=== Short problem ===
Reproduce the items below word for word, starting at their first line and ending at the line containing "(381, 200), (392, 227)", with both of those lines included.

-- Start --

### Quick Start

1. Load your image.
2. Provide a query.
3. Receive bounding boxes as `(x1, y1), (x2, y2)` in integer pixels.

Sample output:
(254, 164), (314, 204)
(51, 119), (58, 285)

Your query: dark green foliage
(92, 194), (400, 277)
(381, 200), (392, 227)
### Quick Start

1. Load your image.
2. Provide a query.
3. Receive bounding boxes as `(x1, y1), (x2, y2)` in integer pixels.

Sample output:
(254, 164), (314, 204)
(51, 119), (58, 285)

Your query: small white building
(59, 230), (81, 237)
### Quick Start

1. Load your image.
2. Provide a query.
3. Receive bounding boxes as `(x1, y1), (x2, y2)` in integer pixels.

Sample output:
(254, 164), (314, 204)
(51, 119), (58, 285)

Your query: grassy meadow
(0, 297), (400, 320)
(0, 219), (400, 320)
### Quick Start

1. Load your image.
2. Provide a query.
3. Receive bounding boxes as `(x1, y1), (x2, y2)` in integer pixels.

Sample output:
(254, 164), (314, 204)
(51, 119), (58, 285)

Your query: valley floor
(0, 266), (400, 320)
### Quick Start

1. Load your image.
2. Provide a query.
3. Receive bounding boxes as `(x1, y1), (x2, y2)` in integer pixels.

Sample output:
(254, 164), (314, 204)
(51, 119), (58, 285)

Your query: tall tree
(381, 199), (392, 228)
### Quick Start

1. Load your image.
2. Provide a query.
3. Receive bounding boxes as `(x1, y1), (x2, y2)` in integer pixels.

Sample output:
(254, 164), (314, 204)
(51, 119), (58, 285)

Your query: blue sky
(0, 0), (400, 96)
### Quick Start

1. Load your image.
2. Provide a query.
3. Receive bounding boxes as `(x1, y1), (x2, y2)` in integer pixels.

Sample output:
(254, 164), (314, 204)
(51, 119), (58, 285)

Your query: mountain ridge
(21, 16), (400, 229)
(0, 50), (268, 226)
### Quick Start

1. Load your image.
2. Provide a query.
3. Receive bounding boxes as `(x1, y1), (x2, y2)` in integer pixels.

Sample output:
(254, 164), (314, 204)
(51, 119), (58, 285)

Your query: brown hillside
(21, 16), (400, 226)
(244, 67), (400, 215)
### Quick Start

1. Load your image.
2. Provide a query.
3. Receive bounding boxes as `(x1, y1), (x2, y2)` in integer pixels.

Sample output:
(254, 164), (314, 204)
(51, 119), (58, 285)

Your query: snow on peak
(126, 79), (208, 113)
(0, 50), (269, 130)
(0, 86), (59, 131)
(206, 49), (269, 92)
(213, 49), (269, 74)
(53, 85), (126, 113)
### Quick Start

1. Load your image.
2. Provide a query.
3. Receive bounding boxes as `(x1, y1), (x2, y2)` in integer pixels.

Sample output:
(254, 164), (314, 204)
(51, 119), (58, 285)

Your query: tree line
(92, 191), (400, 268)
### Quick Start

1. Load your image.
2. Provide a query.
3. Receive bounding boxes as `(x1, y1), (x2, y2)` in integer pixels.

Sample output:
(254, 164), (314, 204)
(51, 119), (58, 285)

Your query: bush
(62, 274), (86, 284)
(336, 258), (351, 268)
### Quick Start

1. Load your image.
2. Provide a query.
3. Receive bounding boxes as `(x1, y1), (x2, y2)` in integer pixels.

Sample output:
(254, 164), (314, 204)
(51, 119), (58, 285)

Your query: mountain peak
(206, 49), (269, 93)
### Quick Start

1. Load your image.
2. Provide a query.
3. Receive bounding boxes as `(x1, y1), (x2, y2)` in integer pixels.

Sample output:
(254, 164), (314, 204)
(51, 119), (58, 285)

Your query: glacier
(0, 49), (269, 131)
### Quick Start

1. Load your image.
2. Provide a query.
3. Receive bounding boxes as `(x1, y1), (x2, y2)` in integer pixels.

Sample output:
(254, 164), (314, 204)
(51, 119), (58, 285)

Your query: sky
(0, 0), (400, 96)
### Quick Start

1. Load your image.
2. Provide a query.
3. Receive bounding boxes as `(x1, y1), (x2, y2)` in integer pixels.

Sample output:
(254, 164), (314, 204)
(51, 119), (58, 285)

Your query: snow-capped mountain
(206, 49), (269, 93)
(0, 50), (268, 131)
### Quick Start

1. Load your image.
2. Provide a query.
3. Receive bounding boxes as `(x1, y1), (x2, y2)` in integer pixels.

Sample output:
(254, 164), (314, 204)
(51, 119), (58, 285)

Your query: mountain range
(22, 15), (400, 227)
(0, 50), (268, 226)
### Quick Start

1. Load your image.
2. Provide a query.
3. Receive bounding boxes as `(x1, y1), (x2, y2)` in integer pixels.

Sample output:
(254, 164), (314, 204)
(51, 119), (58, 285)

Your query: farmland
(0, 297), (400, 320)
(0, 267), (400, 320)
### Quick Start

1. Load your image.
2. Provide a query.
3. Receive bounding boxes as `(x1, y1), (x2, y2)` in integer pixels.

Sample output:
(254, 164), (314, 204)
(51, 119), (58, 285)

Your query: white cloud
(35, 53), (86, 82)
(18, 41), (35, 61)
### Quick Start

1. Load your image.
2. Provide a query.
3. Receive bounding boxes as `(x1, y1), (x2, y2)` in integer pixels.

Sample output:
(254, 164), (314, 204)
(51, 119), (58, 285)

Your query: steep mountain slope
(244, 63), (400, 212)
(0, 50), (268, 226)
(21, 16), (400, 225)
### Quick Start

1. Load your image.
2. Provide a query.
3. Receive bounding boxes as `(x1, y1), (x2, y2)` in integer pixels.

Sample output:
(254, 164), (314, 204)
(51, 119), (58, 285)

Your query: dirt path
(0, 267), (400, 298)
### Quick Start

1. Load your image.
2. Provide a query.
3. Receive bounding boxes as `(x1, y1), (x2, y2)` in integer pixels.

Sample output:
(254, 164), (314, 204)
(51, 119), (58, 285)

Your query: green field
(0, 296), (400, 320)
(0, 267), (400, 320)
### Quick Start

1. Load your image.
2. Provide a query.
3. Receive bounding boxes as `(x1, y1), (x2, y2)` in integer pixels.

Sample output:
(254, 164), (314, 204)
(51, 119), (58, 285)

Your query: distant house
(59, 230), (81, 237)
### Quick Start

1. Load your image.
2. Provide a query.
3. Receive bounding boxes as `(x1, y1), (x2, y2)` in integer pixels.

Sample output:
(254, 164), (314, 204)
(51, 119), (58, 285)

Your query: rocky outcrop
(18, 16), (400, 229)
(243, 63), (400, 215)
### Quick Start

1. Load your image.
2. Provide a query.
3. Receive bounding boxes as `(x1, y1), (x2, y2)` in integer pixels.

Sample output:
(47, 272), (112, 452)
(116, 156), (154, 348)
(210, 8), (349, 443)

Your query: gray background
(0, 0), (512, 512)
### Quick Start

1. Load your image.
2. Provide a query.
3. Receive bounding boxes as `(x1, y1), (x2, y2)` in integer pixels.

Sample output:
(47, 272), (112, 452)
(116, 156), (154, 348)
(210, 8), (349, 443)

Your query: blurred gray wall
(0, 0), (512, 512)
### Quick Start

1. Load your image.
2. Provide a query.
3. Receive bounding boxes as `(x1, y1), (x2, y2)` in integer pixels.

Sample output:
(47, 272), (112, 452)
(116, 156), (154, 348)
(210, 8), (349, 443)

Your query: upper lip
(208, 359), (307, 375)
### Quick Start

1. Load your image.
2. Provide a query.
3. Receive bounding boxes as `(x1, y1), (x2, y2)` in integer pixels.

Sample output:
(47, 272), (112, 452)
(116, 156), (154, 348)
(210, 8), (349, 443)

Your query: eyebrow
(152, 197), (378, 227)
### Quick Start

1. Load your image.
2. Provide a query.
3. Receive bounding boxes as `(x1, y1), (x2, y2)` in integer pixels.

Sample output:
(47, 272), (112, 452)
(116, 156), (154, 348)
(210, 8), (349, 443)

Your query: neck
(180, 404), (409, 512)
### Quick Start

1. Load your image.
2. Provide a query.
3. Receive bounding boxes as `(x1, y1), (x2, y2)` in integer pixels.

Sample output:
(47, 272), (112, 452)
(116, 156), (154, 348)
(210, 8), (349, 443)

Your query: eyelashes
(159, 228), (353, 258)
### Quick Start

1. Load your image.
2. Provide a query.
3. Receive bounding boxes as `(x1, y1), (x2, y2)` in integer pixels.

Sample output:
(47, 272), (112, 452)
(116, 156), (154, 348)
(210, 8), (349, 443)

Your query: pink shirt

-- End --

=== Solution for this problem ===
### Quick Start

1. Load your image.
2. Provide a query.
3. Receive bounding boxes as `(x1, y1), (x2, y2)` in integer pixels.

Sample output:
(254, 164), (314, 204)
(51, 119), (58, 285)

Your query: dark green foliage
(92, 194), (400, 277)
(381, 200), (392, 227)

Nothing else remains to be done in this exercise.